▶ **Extrait de page**
LES DIRIGEANTS D’ENTREPRISES INDUSTRIELLES ONT BESOIN D’ÊTRE ACCOMPAGNÉS POUR GÉRER EFFICACEMENT LEURS RESSOURCES HUMAINES.
La solitude du patron de PME est une réalité qui conduit certains dirigeants au bord du burn-out. Confrontés à de multiples difficultés, avec une certaine peine à déléguer, les chefs d’entreprise ne savent pas toujours par quel bout prendre la gestion des ressources humaines.
En cause, d’abord une culture du management en France plutôt en retard par rapport à ses voisins européens : les entreprises sont très hiérarchisées et la communication n’est pas assez développée, voire inexistante. La réunion est assimilée à une perte de temps et la transparence des décisions, des choix, n’est pas un réflexe. Ce qui conduit, dans certains cas, à augmenter la méfiance entre patron et salariés. Ensuite, la lourdeur administrative, le dirigeant passe près de la moitié de son temps dans la paperasserie, que ce soit pour la gestion financière de l’entreprise ou pour la gestion bureaucratique des salariés, et notamment la préparation et le contrôle des fiches de paie.
Du coup, il lui reste moins de temps pour le développement commercial et la gestion humainement parlant de ses équipes, avec une priorité accordée aux problématiques de production : matières premières, qualité des pièces, etc.

▶ **Données enregistrées**
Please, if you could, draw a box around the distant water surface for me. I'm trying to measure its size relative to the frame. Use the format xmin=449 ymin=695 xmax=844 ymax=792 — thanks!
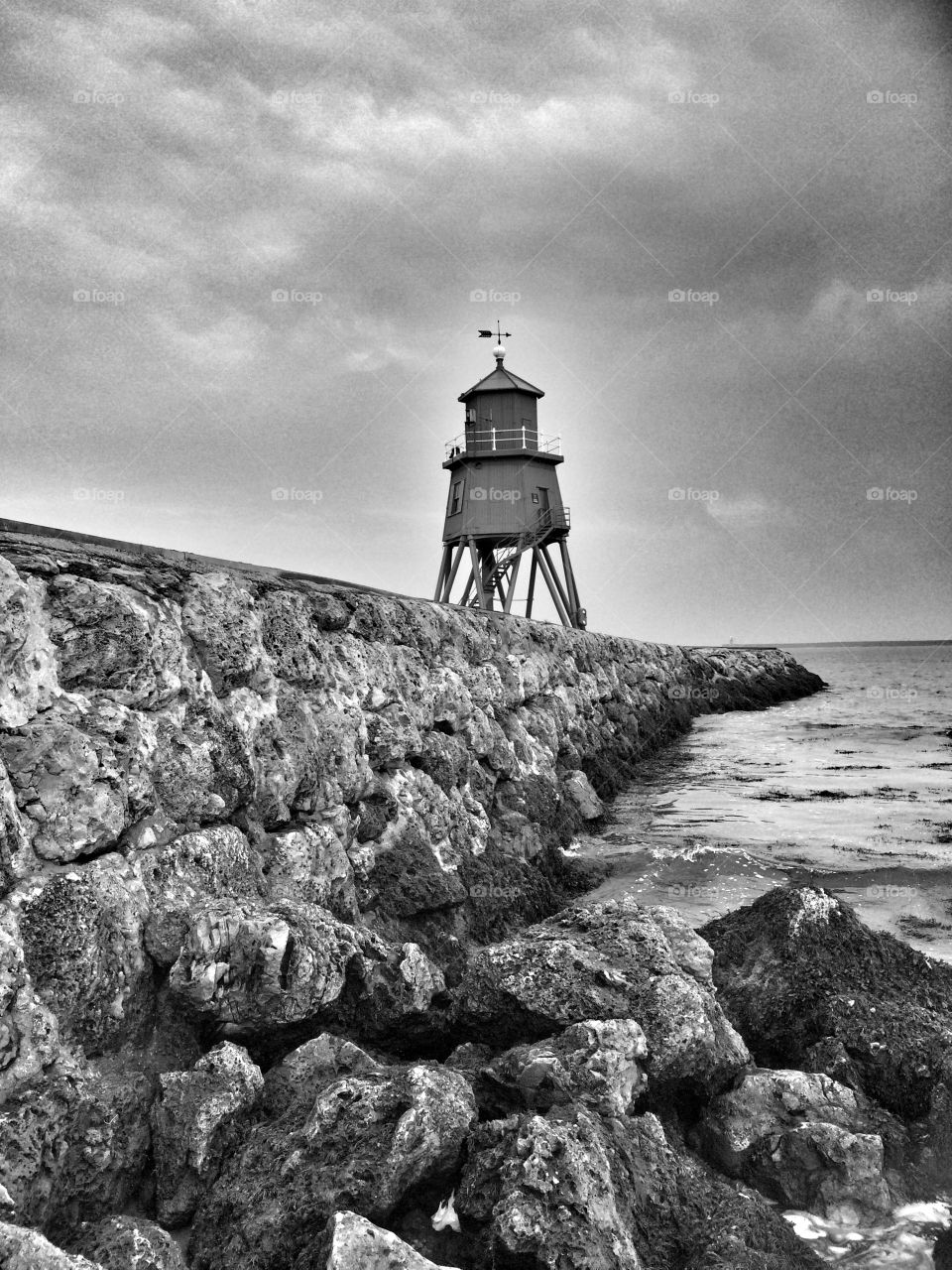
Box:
xmin=577 ymin=644 xmax=952 ymax=961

▶ **Problèmes à résoudre**
1 - D'après l'extrait sur la gestion des ressources humaines en PME, quelle part de son temps le dirigeant consacre-t-il à la paperasserie ?
2 - Poursuivez l'extrait sur la gestion des ressources humaines en PME à la suite de sa dernière phrase.

▶ **Réponses rédigées**
1 - Près de la moitié de son temps.

2 -
MANAGEMENT DIFFÉRENCIÉ
Des solutions existent pour soutenir les dirigeants dans ces démarches : des sociétés indépendantes accompagnent et apportent un appui ponctuel ou durable dans la gestion des ressources humaines. En dehors de ces aides extérieures, les dirigeants doivent établir un process du management, c’est-à-dire définir une stratégie autour des ressources humaines pour accompagner les salariés en place, les fidéliser mais aussi pour prévoir les recrutements à venir.
La mise en place d’entretiens annuels peut être une opportunité de créer du dialogue, mais à condition qu’ils soient préparés en amont. Loin d’être une perte de temps, c’est un moment où le dirigeant est à l’écoute de ses salariés pour comprendre ses besoins, mais aussi entendre ses propositions. Une façon de valoriser le travail et de chercher à améliorer l’ensemble de la productivité de l’entreprise, car celui qui connaît mieux le poste est quand même le salarié qui l’occupe. Même si au bout du compte, les propositions ne sont pas retenues, si le choix est clairement expliqué, le salarié sera encouragé et n’hésitera pas à faire d’autres suggestions au bénéfice de l’entreprise.
Malheureusement, les entretiens annuels, sont souvent laissés de côté : mal préparés, ils n’apportent rien à l’entreprise. Souvent assimilés à une demande d’augmentation des salaires, ils ajoutent des tensions pour le patron qui ne sait pas toujours comment justifier son choix, surtout quand la réponse est négative. Or, sans explications, méfiance et défiance s’installent. L’avantage de ces entretiens est qu’ils permettent de détecter les motivations des salariés, et notamment ceux qui veulent s’investir différemment, avoir davantage d’autonomie. Et ainsi leur offrir l’opportunité d’apporter d’autres compétences au sein de l’entreprise pour la faire grandir.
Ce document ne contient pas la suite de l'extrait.